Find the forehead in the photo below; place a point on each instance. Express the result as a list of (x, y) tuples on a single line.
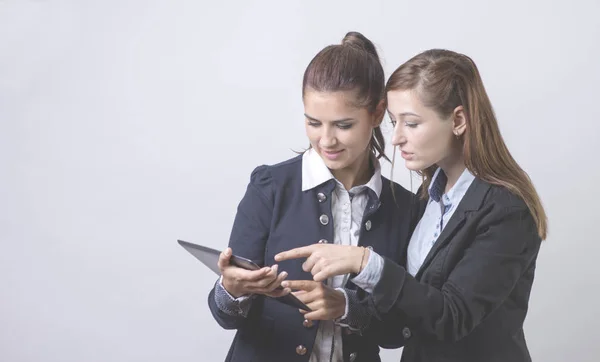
[(404, 101), (330, 105)]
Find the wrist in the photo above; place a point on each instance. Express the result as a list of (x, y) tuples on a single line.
[(229, 287), (363, 256)]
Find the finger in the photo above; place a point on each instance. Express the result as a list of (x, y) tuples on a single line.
[(315, 315), (323, 274), (277, 282), (268, 278), (309, 263), (302, 252), (302, 296), (224, 258), (246, 275), (306, 285), (278, 293)]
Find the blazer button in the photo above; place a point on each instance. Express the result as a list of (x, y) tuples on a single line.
[(406, 333), (307, 323), (324, 219), (301, 350), (321, 197)]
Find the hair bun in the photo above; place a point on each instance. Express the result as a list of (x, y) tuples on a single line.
[(357, 40)]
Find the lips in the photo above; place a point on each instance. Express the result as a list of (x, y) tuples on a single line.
[(406, 155), (332, 155)]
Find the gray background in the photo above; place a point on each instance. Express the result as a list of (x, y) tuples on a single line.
[(128, 124)]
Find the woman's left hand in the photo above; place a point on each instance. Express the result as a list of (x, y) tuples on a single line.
[(324, 302), (326, 260)]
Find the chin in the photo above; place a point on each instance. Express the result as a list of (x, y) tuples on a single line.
[(414, 165), (334, 165)]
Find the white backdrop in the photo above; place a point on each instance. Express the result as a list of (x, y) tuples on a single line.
[(125, 125)]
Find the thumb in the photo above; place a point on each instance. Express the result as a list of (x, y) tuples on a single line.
[(224, 258)]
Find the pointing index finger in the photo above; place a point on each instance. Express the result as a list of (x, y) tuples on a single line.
[(302, 252)]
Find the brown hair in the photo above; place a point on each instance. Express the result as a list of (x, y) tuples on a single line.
[(444, 80), (352, 65)]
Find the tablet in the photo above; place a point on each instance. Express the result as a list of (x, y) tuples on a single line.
[(210, 257)]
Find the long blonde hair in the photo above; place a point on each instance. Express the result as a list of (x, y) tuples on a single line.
[(444, 80)]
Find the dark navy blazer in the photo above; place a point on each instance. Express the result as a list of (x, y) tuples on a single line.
[(276, 215)]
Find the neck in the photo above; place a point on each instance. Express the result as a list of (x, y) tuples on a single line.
[(357, 174), (453, 168)]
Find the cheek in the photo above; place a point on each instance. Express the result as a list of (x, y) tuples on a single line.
[(312, 134), (430, 143), (358, 138)]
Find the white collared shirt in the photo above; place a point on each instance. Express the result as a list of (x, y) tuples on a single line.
[(347, 208), (438, 212)]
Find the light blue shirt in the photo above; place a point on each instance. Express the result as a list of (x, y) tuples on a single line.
[(439, 210)]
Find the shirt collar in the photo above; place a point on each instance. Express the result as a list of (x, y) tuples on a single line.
[(315, 173), (456, 193)]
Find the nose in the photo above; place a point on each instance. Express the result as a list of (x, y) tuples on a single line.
[(398, 138), (328, 138)]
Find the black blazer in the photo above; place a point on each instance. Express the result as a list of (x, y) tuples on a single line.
[(468, 301), (276, 215)]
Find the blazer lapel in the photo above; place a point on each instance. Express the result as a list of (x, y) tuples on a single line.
[(471, 201)]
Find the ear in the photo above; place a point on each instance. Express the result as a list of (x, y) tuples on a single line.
[(459, 121), (379, 113)]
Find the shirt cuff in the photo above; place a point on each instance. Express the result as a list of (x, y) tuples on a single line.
[(346, 308), (357, 317), (368, 278), (227, 303)]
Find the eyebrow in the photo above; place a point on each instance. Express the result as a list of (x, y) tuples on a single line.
[(336, 121), (403, 114), (409, 114)]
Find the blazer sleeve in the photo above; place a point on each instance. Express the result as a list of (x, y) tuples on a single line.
[(249, 234), (505, 244)]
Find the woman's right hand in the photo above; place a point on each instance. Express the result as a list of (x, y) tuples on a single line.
[(239, 281)]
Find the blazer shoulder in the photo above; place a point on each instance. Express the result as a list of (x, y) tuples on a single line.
[(273, 176), (503, 198)]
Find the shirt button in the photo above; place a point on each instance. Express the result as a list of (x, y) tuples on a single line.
[(324, 219), (301, 350), (406, 333)]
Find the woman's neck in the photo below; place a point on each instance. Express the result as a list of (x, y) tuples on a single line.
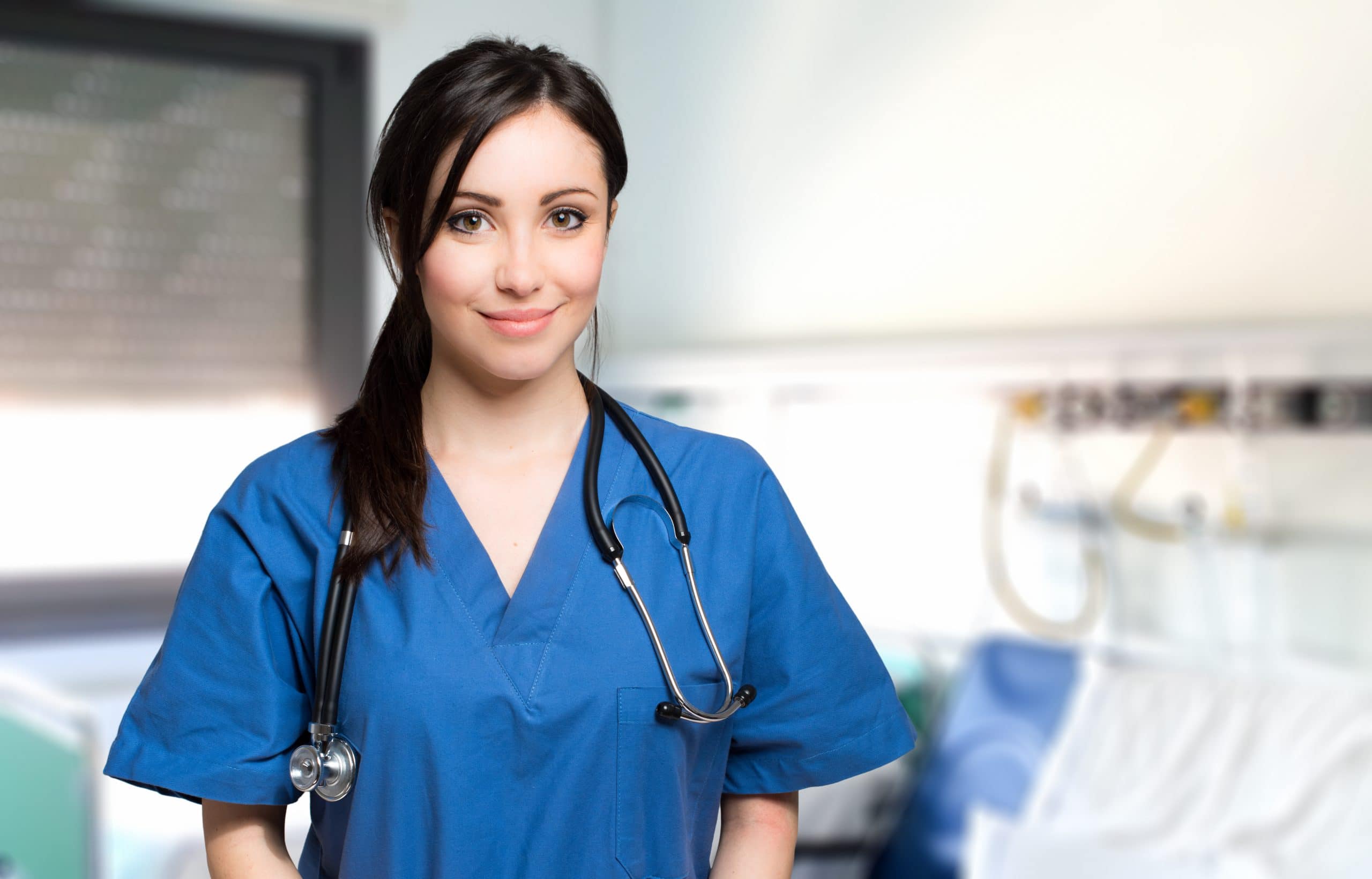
══════════
All pictures should be dropped; the lines from the one containing "Find the blazer shoulder" through the last line of the material are to be set down exactly.

Expected answer ▸
Find the blazer shoulder in the photo above; place a point on each instance. Express the result as a list of (x, y) tuples on a single line.
[(273, 176), (503, 198)]
Find the shirt button in the photo above; place a point on each instance. Express the result as a list of (x, y) tuples on a single line.
[(324, 219), (301, 350), (406, 333)]
Find the woman's neck in the photo below; place a point on each instance. Express the result as a list of (x, y) tuples on a single line.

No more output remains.